# 02 — ETL Training
## Building the pipeline: ingestion → Kafka → processing → TimescaleDB

This notebook demonstrates the ETL flow used in the Fleet Data Pipeline: generate telemetry and perception events, and (conceptually) how they are consumed and written to TimescaleDB.

In [None]:
import sys
from pathlib import Path
sys.path.insert(0, str(Path().resolve().parent))

from src.ingestion.producer import build_vehicle_telemetry, build_perception_event, build_driving_event

### Simulate one vehicle state and generate records

In [None]:
state = {
    "speed": 55,
    "battery": 72,
    "lat": 37.3947,
    "lon": -122.1503,
    "city": "Palo Alto",
    "start_location": {"name": "Tesla HQ"},
    "destination": {"name": "Stanford University"},
    "autopilot_engaged": True,
    "odometer_km": 1000.0,
}

telemetry = build_vehicle_telemetry(1, state)
perception = build_perception_event(1)
driving = build_driving_event(1, state)

print("Telemetry:", telemetry)
print("Perception:", perception)
print("Driving event:", driving)

- Data entries:
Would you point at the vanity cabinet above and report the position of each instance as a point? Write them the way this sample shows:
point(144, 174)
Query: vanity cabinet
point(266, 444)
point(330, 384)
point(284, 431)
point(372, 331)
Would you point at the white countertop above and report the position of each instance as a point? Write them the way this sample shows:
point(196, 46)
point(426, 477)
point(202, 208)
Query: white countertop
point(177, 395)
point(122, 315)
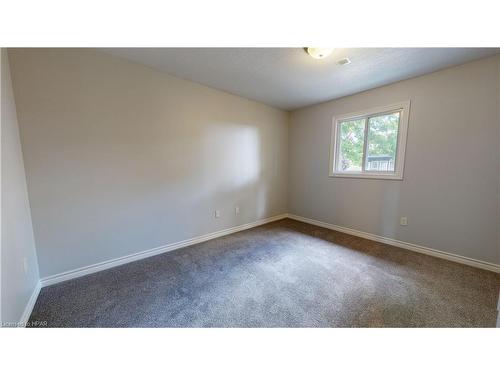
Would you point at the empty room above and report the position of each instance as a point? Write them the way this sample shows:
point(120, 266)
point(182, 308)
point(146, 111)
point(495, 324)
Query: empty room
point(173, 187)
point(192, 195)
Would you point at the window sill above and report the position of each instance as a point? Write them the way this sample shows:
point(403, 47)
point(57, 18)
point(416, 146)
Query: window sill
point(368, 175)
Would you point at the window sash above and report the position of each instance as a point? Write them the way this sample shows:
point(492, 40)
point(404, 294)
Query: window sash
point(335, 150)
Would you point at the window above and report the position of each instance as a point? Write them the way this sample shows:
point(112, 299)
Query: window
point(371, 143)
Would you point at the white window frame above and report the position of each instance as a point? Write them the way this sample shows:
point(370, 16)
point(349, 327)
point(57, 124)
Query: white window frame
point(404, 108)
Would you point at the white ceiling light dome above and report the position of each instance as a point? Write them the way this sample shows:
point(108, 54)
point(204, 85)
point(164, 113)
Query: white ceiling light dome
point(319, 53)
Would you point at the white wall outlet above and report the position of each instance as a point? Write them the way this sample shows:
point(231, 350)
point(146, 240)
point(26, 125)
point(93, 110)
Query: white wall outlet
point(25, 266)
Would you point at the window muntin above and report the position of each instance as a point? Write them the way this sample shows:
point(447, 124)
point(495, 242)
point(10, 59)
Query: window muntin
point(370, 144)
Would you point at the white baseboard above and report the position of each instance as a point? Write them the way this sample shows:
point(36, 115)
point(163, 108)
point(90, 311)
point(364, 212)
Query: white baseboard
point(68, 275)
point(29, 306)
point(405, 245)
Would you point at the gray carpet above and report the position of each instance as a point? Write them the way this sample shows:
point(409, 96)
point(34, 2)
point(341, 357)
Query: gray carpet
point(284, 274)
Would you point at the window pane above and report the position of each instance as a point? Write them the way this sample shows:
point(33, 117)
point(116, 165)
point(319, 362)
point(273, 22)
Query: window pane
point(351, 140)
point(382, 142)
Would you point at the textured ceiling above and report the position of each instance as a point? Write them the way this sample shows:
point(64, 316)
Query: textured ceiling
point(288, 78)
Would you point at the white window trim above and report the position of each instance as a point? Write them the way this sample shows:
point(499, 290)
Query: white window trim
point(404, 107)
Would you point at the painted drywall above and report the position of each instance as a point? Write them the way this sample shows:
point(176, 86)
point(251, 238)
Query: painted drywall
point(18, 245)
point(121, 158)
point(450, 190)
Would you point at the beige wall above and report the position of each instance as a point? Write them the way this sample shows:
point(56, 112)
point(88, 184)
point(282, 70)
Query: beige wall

...

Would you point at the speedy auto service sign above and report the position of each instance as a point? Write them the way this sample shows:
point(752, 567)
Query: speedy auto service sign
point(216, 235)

* * *

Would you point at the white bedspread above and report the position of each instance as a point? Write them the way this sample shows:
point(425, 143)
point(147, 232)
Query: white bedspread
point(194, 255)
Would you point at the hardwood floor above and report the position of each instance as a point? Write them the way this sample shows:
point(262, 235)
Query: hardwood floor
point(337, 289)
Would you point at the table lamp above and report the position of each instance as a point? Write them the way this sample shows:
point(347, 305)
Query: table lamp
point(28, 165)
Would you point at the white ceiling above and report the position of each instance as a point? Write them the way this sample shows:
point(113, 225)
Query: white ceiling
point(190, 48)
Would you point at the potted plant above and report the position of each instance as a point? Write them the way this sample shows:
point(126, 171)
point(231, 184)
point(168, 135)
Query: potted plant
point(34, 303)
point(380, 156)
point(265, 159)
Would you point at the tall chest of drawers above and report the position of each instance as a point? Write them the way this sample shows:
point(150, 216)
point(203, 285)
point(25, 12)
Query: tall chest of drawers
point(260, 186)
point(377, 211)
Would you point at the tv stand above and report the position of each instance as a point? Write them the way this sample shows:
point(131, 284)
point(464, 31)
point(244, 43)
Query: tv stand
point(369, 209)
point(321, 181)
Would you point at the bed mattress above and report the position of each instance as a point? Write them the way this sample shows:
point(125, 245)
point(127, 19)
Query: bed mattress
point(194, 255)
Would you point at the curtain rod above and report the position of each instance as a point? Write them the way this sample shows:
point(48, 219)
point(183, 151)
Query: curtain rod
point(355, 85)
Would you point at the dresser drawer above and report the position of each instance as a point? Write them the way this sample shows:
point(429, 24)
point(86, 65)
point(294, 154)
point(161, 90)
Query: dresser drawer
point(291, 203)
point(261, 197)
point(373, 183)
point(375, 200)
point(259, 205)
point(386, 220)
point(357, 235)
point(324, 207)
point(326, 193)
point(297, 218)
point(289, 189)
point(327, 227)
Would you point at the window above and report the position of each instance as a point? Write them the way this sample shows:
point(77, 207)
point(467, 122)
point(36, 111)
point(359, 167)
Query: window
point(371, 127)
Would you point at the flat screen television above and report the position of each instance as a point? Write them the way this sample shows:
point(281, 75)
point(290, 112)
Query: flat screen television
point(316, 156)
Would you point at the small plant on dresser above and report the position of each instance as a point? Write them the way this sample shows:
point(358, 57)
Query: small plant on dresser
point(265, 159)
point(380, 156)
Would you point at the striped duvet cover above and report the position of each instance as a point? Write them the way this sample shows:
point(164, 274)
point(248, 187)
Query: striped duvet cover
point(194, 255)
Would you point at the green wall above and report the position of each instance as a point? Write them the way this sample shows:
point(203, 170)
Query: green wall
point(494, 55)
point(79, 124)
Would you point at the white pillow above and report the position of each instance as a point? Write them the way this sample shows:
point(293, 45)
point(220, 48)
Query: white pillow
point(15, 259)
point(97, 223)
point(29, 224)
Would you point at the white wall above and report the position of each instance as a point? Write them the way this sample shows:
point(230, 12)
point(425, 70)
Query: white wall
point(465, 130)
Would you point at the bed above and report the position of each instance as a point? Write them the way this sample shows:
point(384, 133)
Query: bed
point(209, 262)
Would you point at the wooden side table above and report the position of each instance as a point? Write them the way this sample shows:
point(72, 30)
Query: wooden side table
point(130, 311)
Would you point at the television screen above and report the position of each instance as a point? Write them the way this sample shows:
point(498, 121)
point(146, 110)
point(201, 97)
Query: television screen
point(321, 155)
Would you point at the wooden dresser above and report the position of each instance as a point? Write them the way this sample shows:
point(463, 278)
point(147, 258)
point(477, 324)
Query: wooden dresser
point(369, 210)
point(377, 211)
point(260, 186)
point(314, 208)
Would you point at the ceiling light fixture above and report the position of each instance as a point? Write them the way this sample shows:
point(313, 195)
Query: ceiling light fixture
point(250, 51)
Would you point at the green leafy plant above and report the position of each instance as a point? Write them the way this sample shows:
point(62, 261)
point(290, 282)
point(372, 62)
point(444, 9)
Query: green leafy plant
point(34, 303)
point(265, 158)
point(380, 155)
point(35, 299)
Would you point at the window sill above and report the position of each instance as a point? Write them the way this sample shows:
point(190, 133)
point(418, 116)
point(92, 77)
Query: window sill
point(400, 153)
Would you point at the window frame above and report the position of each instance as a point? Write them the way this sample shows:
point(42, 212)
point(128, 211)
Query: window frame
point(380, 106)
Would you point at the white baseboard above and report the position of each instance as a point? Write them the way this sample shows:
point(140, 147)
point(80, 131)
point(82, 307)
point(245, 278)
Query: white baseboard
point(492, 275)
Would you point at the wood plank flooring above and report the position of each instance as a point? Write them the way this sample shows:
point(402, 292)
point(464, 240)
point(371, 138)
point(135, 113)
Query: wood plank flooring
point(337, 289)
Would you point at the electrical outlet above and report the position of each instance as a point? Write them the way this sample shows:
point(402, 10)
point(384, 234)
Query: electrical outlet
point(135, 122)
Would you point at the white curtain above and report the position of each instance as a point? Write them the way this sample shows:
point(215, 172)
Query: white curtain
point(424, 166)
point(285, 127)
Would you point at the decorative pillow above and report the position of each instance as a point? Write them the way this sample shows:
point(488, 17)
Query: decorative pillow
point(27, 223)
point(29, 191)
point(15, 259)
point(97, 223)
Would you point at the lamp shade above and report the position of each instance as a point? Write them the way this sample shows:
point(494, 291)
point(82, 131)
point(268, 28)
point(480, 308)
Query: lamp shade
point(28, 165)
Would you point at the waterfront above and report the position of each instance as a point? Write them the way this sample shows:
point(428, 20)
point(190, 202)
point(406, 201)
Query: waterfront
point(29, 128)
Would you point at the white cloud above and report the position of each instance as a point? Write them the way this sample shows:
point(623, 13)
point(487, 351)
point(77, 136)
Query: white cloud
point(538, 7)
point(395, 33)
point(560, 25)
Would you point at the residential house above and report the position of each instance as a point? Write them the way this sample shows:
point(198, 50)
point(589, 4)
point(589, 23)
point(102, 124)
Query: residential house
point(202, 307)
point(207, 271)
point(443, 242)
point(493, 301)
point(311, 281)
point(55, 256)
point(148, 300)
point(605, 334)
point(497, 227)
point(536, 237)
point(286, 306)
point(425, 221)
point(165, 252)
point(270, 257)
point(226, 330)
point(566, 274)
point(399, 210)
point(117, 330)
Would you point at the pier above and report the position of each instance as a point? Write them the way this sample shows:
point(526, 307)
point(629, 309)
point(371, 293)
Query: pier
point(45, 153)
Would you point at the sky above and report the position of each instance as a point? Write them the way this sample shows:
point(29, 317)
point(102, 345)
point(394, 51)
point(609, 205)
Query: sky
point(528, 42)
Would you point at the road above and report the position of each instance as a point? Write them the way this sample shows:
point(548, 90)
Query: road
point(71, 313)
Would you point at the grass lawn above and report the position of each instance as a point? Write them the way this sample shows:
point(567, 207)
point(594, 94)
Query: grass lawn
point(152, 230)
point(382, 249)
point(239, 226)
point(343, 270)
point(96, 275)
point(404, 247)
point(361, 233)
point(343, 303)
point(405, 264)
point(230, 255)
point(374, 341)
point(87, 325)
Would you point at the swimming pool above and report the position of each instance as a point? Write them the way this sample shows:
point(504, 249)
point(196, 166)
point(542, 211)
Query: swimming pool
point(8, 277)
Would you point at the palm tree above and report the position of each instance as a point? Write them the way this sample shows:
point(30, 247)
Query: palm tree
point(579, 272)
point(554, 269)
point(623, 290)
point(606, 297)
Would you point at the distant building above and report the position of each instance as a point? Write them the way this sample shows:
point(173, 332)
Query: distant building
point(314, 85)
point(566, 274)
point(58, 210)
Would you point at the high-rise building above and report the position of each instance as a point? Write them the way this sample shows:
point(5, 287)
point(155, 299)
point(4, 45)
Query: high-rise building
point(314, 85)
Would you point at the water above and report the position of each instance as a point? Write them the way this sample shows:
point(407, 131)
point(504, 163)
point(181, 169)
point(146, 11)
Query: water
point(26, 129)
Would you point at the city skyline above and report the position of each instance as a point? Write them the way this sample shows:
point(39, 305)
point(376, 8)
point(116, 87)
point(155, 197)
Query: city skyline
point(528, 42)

- Task:
Take the ETL training notebook further from its last line, adding the next step of the pipeline it describes. The material is unrelated to the ETL training notebook and stands on its own.

- Task output:
### ETL flow summary

1. **Ingestion**: `producer.py` sends JSON to Kafka topics: `vehicle_telemetry`, `perception_events`, `driving_events`.
2. **Processing**: `consumer.py` reads from Kafka, applies metric rules (speed violation, low battery, collision risk), and batch-inserts into TimescaleDB.
3. **Storage**: Hypertables `vehicle_telemetry`, `perception_events`, `driving_events`, `alerts`.

In [None]:
from src.storage.db import get_conn, insert_vehicle_telemetry, insert_alert

# Example: write one telemetry row (requires DB up)
try:
    with get_conn() as conn:
        insert_vehicle_telemetry(conn, [telemetry])
    print("Inserted 1 telemetry row.")
except Exception as e:
    print("DB not available:", e)